§ GOAL OF THE EXERCISE: Pull out every line below that contains the word "pole", copying each one in full.

[Object detection data]
________

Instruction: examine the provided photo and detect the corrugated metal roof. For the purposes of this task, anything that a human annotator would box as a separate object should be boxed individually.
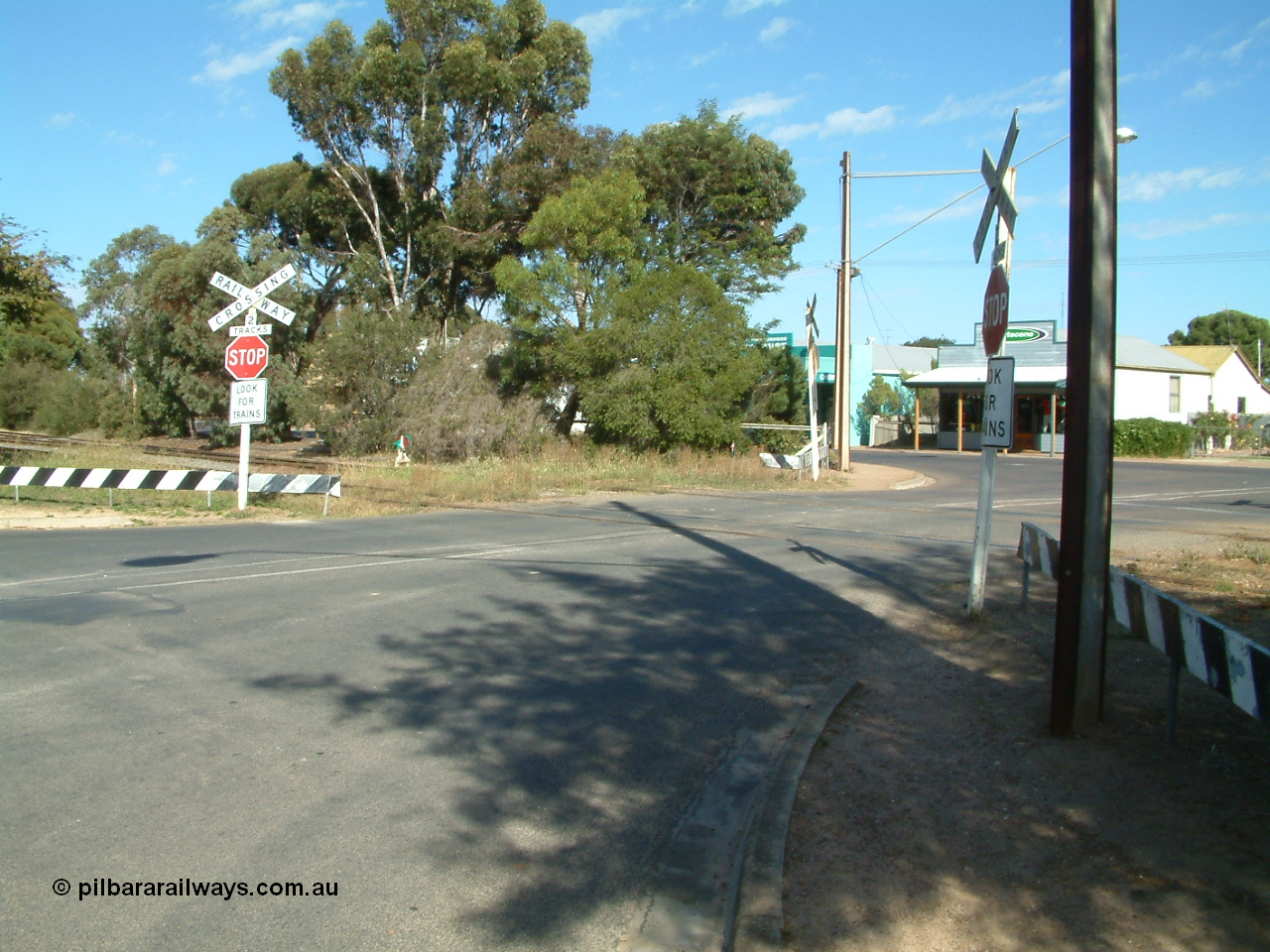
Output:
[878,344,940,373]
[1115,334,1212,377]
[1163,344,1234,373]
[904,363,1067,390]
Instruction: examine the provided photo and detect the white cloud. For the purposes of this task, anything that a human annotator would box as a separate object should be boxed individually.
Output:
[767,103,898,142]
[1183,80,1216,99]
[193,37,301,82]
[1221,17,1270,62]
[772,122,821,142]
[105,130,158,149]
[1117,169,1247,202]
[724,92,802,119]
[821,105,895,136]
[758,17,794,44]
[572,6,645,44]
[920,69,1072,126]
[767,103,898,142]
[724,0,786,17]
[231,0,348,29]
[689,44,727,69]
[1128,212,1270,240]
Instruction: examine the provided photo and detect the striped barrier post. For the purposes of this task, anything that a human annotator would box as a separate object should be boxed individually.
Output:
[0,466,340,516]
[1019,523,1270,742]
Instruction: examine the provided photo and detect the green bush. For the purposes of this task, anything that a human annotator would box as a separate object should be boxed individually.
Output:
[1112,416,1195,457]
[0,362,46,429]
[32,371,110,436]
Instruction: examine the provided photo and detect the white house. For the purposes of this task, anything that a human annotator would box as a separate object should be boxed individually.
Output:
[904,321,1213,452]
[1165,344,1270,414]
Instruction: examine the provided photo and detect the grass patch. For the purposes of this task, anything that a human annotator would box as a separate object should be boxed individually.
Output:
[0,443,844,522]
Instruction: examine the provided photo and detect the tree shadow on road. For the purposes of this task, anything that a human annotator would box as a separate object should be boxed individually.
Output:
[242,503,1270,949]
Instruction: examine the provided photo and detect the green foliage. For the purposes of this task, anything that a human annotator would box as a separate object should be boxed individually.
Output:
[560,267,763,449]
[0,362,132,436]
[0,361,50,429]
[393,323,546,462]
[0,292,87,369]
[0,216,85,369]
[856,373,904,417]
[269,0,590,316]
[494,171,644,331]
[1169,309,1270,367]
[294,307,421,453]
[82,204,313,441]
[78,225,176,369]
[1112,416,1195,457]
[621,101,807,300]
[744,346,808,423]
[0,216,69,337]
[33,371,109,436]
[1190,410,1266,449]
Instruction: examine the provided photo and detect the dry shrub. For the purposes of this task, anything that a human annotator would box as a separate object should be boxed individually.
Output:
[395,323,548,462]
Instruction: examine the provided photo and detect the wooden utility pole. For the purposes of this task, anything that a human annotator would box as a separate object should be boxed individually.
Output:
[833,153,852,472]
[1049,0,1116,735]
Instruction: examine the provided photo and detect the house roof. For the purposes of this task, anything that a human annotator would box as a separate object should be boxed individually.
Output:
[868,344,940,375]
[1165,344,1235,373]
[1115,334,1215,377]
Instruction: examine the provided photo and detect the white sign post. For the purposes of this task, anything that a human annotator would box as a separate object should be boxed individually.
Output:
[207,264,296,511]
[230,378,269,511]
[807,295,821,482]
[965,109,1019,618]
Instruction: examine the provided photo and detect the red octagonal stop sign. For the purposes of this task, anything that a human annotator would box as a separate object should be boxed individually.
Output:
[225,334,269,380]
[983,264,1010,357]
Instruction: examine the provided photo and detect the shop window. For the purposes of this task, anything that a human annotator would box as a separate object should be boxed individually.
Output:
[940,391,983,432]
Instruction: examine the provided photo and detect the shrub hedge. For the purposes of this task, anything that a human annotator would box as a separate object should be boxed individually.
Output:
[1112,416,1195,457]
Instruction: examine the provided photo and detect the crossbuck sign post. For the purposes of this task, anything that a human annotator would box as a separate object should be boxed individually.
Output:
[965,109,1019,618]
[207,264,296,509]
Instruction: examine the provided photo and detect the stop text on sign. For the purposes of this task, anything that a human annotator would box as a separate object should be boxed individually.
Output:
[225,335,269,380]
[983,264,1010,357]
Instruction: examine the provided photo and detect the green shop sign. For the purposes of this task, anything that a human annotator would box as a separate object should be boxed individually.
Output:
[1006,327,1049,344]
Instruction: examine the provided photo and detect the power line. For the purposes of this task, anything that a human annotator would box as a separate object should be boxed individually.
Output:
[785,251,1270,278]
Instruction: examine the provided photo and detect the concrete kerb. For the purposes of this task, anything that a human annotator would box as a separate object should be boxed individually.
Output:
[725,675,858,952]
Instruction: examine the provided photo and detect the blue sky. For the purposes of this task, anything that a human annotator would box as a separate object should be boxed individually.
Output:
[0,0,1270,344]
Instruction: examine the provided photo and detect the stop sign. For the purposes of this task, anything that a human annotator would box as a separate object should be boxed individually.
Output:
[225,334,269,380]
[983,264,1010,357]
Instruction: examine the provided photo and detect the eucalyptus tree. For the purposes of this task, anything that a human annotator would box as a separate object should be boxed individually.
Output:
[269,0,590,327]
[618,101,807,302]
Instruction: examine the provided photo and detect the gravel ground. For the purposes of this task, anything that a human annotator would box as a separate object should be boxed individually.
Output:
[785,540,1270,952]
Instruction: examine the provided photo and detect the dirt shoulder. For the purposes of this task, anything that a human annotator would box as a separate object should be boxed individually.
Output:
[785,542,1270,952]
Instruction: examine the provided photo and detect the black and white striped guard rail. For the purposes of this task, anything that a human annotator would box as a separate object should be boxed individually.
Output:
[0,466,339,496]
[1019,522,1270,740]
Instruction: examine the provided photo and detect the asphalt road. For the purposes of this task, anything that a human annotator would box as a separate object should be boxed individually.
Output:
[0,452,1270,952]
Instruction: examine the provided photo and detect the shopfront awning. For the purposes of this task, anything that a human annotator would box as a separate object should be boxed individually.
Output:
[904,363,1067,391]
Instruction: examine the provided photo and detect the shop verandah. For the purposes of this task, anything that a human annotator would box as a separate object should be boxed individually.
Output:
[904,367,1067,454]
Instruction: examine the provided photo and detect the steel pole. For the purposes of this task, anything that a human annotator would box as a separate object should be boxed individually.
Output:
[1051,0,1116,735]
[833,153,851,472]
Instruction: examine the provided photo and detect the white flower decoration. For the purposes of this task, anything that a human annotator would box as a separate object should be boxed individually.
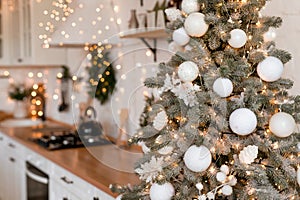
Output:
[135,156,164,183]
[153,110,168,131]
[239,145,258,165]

________

§ SOLUTION TO THIS TASK:
Instruction: examine the provided photo and detect the wooden utility pole. For the purposes of this task, anything that a human annotator would box as a separate object should be boxed individually.
Instruction: examine the provided photo and detect the steel pole. For the purposes of this task, anything that a human annotator would box as a separate object should be boxed individually.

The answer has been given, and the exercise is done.